▶ _DIRECTIVE_:
Return verbatim the lines of the items starting at the line containing "Would you be able to determine the whereabouts of the flat" and ending at the line containing "[625,408,640,426]", including both of those lines.

▶ _RECORDS SHOWN_:

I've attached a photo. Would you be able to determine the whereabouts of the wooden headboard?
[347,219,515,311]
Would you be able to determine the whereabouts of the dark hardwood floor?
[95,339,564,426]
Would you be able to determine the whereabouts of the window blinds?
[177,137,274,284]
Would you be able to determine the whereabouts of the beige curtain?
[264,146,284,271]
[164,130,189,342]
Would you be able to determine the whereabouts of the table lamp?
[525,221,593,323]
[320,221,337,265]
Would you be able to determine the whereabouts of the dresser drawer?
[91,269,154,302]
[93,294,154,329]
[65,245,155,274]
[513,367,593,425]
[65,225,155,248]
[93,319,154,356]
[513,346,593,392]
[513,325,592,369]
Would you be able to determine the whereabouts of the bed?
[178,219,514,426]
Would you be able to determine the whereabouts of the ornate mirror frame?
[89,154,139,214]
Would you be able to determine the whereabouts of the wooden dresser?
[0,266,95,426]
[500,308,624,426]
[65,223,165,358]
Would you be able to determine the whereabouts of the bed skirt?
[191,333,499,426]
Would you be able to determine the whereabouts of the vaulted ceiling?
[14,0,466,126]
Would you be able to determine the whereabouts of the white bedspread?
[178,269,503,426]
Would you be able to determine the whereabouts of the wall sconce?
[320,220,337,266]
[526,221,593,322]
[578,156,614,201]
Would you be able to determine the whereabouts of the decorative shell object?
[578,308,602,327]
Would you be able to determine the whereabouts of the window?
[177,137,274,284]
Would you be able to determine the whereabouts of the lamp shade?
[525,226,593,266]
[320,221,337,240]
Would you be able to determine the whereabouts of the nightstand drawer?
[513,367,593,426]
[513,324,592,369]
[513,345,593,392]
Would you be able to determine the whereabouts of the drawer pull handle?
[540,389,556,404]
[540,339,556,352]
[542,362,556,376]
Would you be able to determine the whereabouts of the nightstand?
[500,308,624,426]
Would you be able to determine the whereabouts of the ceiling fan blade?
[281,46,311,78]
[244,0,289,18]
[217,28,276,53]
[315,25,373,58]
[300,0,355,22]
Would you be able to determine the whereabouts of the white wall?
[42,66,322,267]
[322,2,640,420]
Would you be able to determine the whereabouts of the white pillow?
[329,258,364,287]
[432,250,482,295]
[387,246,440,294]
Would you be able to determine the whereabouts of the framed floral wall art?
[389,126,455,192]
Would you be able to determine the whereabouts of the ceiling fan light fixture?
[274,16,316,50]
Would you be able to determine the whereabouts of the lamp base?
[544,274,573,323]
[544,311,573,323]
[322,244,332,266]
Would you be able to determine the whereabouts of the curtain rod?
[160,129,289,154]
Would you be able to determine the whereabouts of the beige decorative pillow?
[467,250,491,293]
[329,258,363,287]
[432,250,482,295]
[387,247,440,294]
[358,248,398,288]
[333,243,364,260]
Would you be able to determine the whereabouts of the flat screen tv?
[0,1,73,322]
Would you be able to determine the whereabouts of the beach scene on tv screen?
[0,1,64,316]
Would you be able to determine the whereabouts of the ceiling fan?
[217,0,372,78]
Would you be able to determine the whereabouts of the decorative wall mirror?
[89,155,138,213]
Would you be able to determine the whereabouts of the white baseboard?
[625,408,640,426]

==

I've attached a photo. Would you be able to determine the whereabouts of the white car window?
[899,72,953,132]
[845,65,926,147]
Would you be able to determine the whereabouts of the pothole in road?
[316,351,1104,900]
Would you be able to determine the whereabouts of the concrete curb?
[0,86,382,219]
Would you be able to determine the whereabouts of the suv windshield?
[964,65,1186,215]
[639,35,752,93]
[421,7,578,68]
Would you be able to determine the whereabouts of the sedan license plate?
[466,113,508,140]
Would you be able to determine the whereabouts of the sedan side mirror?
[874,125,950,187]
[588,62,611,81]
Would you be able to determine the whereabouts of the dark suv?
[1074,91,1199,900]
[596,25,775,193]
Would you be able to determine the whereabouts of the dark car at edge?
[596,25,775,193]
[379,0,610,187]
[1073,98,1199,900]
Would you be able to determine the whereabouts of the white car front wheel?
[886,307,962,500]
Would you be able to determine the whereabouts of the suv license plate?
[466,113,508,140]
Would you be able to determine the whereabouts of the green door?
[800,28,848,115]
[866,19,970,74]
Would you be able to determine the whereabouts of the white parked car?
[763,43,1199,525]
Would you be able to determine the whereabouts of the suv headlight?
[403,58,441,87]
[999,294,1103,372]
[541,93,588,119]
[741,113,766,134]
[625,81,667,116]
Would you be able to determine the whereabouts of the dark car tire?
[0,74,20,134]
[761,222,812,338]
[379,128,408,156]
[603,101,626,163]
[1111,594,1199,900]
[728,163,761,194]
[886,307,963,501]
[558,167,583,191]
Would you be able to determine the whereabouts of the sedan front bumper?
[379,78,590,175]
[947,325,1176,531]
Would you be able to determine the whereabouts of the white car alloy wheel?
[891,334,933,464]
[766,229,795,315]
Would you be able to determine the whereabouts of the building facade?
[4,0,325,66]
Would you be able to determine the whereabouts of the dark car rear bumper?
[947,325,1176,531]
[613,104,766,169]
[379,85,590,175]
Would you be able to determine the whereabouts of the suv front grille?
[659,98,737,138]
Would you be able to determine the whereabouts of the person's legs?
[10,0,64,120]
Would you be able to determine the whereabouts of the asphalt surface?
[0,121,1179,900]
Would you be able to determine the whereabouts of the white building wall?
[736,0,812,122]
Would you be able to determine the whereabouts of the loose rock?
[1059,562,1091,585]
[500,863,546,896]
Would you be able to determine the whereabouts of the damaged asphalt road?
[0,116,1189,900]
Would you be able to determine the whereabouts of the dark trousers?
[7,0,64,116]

▶ _TASK SOLUTION_:
Would you be able to determine the whereabouts of the flat screen tv?
[0,1,73,322]
Would you be able to determine the whereabouts of the beach scene on tv screen?
[0,1,64,316]
Would you be able to determine the whereabouts of the ceiling fan?
[217,0,372,78]
Would you be able to determine the whereabouts of the decorative wall mirror?
[89,155,138,213]
Would you be able to determine the whereabouts of the white baseboard?
[625,408,640,426]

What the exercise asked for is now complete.